_GOAL_: Put every line of the items below into a numbered list, leaving out the blank lines.

Shape boundary entries:
::::::::::
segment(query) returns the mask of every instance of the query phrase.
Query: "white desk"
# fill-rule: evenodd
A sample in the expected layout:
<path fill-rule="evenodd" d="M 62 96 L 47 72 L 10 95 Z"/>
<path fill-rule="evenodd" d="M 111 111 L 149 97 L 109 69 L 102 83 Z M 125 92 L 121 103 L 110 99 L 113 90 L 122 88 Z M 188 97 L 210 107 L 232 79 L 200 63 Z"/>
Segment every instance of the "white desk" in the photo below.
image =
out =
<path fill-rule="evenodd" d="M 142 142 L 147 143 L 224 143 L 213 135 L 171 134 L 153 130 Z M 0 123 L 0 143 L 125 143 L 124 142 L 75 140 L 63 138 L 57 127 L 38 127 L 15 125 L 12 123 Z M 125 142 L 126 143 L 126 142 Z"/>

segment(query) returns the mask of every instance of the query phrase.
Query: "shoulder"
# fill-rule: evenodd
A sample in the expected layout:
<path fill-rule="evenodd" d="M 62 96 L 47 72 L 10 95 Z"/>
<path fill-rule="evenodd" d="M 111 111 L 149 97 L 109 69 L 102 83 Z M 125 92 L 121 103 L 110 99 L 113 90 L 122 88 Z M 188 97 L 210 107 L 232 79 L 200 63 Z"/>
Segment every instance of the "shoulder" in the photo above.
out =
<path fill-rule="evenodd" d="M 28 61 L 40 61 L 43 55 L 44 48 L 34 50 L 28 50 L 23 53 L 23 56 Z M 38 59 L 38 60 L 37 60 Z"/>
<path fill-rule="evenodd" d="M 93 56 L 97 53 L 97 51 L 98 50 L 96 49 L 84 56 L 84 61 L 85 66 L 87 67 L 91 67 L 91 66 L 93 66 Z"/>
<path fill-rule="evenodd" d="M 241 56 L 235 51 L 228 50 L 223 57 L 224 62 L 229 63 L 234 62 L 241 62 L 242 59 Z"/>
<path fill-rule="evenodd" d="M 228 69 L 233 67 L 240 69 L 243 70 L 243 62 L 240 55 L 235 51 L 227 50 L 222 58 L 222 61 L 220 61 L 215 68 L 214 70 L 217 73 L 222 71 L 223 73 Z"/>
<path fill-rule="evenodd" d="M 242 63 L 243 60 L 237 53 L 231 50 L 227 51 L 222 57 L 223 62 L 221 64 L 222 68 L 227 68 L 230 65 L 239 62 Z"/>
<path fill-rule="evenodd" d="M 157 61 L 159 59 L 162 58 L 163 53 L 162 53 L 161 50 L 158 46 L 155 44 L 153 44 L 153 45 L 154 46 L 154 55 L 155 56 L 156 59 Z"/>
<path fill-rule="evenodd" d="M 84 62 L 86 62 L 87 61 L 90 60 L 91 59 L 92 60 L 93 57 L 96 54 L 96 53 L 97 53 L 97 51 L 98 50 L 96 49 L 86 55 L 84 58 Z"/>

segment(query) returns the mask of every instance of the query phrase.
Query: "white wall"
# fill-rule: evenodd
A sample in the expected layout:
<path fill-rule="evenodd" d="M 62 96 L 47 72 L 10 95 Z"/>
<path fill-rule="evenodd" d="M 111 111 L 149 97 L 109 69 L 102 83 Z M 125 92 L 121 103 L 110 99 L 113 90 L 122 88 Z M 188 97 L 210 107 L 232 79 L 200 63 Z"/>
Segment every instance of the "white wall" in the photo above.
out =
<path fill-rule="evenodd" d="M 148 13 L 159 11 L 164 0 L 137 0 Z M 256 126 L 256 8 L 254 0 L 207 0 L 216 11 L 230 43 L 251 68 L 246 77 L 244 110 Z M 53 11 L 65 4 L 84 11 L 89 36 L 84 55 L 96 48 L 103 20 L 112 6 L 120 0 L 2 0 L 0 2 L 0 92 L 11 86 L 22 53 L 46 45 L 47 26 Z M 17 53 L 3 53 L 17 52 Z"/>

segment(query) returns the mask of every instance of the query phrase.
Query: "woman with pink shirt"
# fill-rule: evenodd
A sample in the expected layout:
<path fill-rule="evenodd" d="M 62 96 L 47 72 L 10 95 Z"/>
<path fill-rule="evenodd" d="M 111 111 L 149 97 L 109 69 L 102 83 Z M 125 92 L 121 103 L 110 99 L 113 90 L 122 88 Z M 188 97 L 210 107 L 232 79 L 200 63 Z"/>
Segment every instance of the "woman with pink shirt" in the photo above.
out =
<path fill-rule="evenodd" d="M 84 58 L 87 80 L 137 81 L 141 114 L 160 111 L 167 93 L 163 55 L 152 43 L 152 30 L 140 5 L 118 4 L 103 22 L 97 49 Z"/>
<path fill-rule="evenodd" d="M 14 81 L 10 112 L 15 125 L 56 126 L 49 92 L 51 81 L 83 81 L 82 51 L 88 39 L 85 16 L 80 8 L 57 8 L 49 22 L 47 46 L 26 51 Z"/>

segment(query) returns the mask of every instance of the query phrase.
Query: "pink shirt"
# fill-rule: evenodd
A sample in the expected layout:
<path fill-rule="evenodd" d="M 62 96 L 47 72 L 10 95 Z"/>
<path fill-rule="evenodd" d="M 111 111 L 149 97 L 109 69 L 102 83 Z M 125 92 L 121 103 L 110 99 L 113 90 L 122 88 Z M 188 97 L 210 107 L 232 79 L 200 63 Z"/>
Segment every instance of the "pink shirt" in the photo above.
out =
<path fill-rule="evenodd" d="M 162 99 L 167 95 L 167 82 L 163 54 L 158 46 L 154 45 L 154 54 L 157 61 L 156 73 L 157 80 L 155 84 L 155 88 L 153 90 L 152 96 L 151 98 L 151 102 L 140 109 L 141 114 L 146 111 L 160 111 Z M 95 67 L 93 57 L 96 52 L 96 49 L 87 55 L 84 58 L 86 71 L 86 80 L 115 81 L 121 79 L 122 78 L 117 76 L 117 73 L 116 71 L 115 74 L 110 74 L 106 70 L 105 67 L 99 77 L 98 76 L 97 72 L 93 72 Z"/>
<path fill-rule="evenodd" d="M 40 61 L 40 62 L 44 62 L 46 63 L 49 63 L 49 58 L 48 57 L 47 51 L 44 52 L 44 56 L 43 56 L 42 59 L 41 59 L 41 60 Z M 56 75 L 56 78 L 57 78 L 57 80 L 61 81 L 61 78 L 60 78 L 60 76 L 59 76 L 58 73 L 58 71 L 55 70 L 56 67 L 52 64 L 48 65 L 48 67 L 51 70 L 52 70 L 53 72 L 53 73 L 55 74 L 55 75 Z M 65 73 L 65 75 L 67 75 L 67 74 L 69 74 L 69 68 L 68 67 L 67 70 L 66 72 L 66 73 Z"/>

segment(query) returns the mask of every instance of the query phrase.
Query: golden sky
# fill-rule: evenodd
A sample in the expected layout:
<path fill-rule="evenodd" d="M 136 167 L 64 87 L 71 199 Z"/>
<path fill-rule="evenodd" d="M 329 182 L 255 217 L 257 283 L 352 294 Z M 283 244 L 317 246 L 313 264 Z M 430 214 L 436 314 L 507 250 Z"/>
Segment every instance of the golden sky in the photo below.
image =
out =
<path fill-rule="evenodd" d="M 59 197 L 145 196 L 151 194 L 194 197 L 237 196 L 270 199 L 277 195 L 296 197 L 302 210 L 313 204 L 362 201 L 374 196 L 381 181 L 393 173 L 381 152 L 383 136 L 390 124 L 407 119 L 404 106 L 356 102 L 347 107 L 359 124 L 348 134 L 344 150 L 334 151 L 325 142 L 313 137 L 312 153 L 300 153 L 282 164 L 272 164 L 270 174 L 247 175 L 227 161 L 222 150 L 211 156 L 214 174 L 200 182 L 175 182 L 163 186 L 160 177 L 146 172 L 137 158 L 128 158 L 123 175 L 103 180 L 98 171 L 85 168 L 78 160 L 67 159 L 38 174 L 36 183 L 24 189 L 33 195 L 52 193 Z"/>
::::::::::
_PROBLEM SOLUTION_:
1. segment(query) returns the mask of every instance of the query phrase.
2. Query: "white desk"
3. # fill-rule: evenodd
4. A sample in the expected layout:
5. <path fill-rule="evenodd" d="M 62 96 L 47 72 L 10 95 Z"/>
6. <path fill-rule="evenodd" d="M 111 111 L 149 97 L 109 69 L 102 83 Z M 125 92 L 121 103 L 110 99 L 113 90 L 122 88 Z M 188 97 L 210 107 L 232 79 L 200 63 Z"/>
7. Segment every instance of the "white desk" in the photo below.
8. image =
9. out =
10. <path fill-rule="evenodd" d="M 142 142 L 147 143 L 224 143 L 213 135 L 171 134 L 153 130 Z M 0 123 L 0 143 L 125 143 L 124 142 L 75 140 L 63 138 L 57 127 L 38 127 L 15 125 L 12 123 Z M 125 142 L 126 143 L 126 142 Z"/>
11. segment(query) returns the mask of every instance of the query phrase.
12. Query: "shoulder"
13. # fill-rule: evenodd
14. A sample in the expected layout:
15. <path fill-rule="evenodd" d="M 62 96 L 47 72 L 10 95 Z"/>
16. <path fill-rule="evenodd" d="M 111 111 L 149 97 L 109 69 L 102 83 Z M 125 92 L 121 103 L 110 99 L 113 90 L 122 88 Z M 188 97 L 210 107 L 232 79 L 200 63 Z"/>
17. Segment every instance of the "shoulder" in the photo above.
18. out =
19. <path fill-rule="evenodd" d="M 28 61 L 40 61 L 43 55 L 44 48 L 34 50 L 28 50 L 23 53 L 23 56 Z M 38 59 L 38 60 L 37 60 Z"/>
20. <path fill-rule="evenodd" d="M 93 56 L 97 53 L 97 51 L 98 50 L 96 49 L 84 56 L 84 61 L 85 66 L 87 67 L 91 67 L 91 66 L 93 66 Z"/>
21. <path fill-rule="evenodd" d="M 241 56 L 235 51 L 228 50 L 223 57 L 224 62 L 229 63 L 234 62 L 241 62 L 242 59 Z"/>
22. <path fill-rule="evenodd" d="M 228 69 L 233 67 L 240 69 L 243 70 L 243 62 L 240 55 L 235 51 L 227 50 L 222 58 L 222 61 L 220 61 L 215 68 L 214 70 L 217 73 L 222 71 L 223 73 Z"/>
23. <path fill-rule="evenodd" d="M 242 63 L 243 60 L 237 53 L 231 50 L 227 51 L 222 57 L 223 62 L 221 64 L 222 68 L 227 68 L 230 65 L 239 62 Z"/>
24. <path fill-rule="evenodd" d="M 157 61 L 159 59 L 162 58 L 163 53 L 162 53 L 161 50 L 158 46 L 155 44 L 153 44 L 153 45 L 154 46 L 154 55 L 155 56 L 156 59 Z"/>
25. <path fill-rule="evenodd" d="M 84 62 L 86 62 L 87 61 L 90 60 L 91 59 L 92 60 L 93 57 L 96 54 L 96 53 L 97 53 L 97 51 L 98 50 L 96 49 L 86 55 L 84 58 Z"/>
26. segment(query) returns the mask of every instance of the query phrase.
27. Query: "white wall"
28. # fill-rule: evenodd
29. A sample in the expected layout:
30. <path fill-rule="evenodd" d="M 62 96 L 47 72 L 10 95 Z"/>
31. <path fill-rule="evenodd" d="M 111 111 L 149 97 L 109 69 L 102 83 Z M 125 92 L 121 103 L 110 99 L 113 90 L 122 88 Z M 188 97 L 210 107 L 232 79 L 200 63 Z"/>
32. Segment every instance of the "white wall" in the photo above.
33. out =
34. <path fill-rule="evenodd" d="M 148 13 L 159 11 L 164 0 L 137 0 Z M 256 126 L 256 8 L 254 0 L 207 0 L 216 11 L 230 43 L 251 68 L 246 77 L 244 110 Z M 53 11 L 65 4 L 84 11 L 89 36 L 84 55 L 96 48 L 103 20 L 112 6 L 120 0 L 2 0 L 0 2 L 0 92 L 11 86 L 22 53 L 46 45 L 47 26 Z M 17 53 L 3 53 L 17 52 Z"/>
35. segment(query) returns the mask of every instance of the query phrase.
36. Query: "woman with pink shirt"
37. # fill-rule: evenodd
38. A sample in the expected layout:
39. <path fill-rule="evenodd" d="M 62 96 L 47 72 L 10 95 Z"/>
40. <path fill-rule="evenodd" d="M 111 111 L 149 97 L 109 69 L 102 83 Z M 125 92 L 121 103 L 110 99 L 113 90 L 122 88 Z M 188 97 L 210 107 L 232 79 L 200 63 Z"/>
41. Segment every instance of the "woman with pink shirt" in the photo above.
42. out =
43. <path fill-rule="evenodd" d="M 84 58 L 87 80 L 137 81 L 141 114 L 160 111 L 167 93 L 163 55 L 152 43 L 152 30 L 140 5 L 118 4 L 103 22 L 97 49 Z"/>
44. <path fill-rule="evenodd" d="M 14 81 L 10 112 L 15 125 L 56 126 L 49 92 L 51 81 L 83 81 L 82 51 L 88 39 L 85 16 L 80 8 L 57 8 L 49 22 L 47 46 L 26 51 Z"/>
45. segment(query) returns the mask of every instance of the query phrase.
46. Query: "pink shirt"
47. # fill-rule: evenodd
48. A sample in the expected layout:
49. <path fill-rule="evenodd" d="M 62 96 L 47 72 L 10 95 Z"/>
50. <path fill-rule="evenodd" d="M 111 111 L 149 97 L 109 69 L 102 83 Z M 125 92 L 121 103 L 110 99 L 113 90 L 122 88 Z M 188 97 L 210 107 L 232 79 L 200 63 Z"/>
51. Segment every instance of the "pink shirt" in the photo above.
52. out =
53. <path fill-rule="evenodd" d="M 162 99 L 167 95 L 167 82 L 163 54 L 158 46 L 154 45 L 154 54 L 157 61 L 156 73 L 157 80 L 155 84 L 155 88 L 153 90 L 152 96 L 151 98 L 151 102 L 140 109 L 141 114 L 146 111 L 160 111 Z M 95 67 L 93 57 L 96 52 L 96 49 L 87 55 L 84 58 L 86 71 L 86 80 L 115 81 L 121 79 L 122 78 L 117 76 L 117 73 L 116 71 L 115 74 L 110 74 L 106 70 L 105 67 L 99 77 L 98 76 L 97 72 L 93 72 Z"/>
54. <path fill-rule="evenodd" d="M 40 61 L 40 62 L 44 62 L 46 63 L 49 63 L 49 58 L 48 57 L 47 51 L 44 52 L 44 56 L 43 56 L 42 59 L 41 59 L 41 60 Z M 56 75 L 56 78 L 57 78 L 57 80 L 61 81 L 61 78 L 60 78 L 60 76 L 59 76 L 58 73 L 58 71 L 55 70 L 56 67 L 52 64 L 48 65 L 48 67 L 51 70 L 52 70 L 53 72 L 53 73 L 55 74 L 55 75 Z M 65 73 L 65 75 L 67 75 L 67 74 L 69 74 L 69 68 L 68 67 L 67 70 L 66 72 L 66 73 Z"/>
55. segment(query) returns the mask of every instance of the query phrase.
56. Query: golden sky
57. # fill-rule: evenodd
58. A sample in the expected layout:
59. <path fill-rule="evenodd" d="M 136 167 L 64 87 L 71 199 Z"/>
60. <path fill-rule="evenodd" d="M 329 182 L 255 217 L 257 283 L 352 294 Z M 283 244 L 317 246 L 313 264 Z M 430 214 L 436 314 L 507 250 Z"/>
61. Segment every instance of the golden sky in the photo below.
62. image =
63. out =
64. <path fill-rule="evenodd" d="M 59 197 L 145 196 L 151 194 L 194 197 L 237 196 L 270 199 L 277 195 L 296 197 L 302 210 L 313 204 L 362 201 L 374 196 L 381 181 L 393 173 L 381 152 L 383 136 L 390 124 L 407 119 L 404 106 L 356 102 L 347 107 L 359 124 L 348 134 L 344 150 L 334 151 L 325 142 L 313 137 L 312 153 L 300 153 L 282 164 L 272 164 L 270 174 L 247 175 L 227 161 L 222 150 L 211 156 L 214 174 L 200 182 L 175 182 L 163 186 L 160 177 L 146 172 L 137 158 L 128 158 L 123 175 L 103 180 L 98 171 L 85 168 L 78 160 L 67 159 L 38 174 L 36 183 L 24 189 L 33 195 L 52 193 Z"/>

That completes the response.